_Record list_

-=-=-=-=-

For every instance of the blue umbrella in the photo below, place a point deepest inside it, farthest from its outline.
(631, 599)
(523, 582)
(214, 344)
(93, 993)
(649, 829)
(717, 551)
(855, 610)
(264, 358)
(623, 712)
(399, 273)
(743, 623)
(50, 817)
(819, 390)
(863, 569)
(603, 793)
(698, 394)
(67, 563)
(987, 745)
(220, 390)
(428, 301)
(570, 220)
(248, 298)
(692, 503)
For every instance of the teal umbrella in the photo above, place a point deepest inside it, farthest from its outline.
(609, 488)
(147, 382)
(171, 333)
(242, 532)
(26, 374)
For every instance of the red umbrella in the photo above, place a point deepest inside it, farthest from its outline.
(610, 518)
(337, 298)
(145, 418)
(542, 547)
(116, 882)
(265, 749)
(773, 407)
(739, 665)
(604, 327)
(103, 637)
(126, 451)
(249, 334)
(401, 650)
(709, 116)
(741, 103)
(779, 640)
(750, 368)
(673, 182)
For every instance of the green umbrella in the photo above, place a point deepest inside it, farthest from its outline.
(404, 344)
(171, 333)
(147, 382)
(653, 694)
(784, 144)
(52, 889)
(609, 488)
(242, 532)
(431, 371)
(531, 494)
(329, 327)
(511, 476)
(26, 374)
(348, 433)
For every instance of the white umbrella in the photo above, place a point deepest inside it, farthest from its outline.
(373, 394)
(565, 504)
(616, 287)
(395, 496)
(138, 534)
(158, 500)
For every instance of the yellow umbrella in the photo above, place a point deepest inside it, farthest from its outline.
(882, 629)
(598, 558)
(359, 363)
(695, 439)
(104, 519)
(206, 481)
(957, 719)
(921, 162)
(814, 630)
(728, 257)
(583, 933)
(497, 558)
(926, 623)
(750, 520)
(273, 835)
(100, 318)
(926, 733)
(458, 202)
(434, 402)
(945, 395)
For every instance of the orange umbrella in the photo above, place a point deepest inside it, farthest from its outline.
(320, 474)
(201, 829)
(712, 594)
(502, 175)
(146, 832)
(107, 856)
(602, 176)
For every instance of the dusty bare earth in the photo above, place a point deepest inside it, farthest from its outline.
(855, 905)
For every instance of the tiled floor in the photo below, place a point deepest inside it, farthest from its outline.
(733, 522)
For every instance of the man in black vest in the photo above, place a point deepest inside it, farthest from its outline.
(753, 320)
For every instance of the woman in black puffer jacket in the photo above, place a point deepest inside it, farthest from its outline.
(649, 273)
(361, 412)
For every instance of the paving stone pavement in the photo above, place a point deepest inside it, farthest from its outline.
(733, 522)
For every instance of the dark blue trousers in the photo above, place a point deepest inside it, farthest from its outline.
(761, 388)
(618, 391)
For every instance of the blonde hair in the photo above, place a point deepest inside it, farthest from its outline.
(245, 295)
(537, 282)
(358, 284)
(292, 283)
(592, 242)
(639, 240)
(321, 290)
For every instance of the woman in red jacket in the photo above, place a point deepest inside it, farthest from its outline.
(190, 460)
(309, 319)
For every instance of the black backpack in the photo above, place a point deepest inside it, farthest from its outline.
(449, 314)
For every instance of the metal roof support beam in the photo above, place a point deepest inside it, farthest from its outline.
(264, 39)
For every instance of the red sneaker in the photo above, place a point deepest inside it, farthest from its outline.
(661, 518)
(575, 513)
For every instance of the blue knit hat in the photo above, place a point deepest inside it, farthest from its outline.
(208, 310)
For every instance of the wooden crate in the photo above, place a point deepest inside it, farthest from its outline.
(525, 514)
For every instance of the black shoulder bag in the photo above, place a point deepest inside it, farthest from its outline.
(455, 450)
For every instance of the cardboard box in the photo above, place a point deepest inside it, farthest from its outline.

-=-=-=-=-

_Problem details_
Present everything from the line containing "For every instance of the black shoulder" down to the end of the rows as a Markdown table with the columns Number and Row Text, omitting any blank lines.

_Response to the exercise_
| Number | Row Text |
|---|---|
| 1 | For every instance of the black shoulder bag in the photo above, place a point deepest inside it, farthest from its outline. |
| 2 | (455, 450) |
| 3 | For every instance of the cardboard box in the photo above, place a point deepest inside it, farthest from its outline. |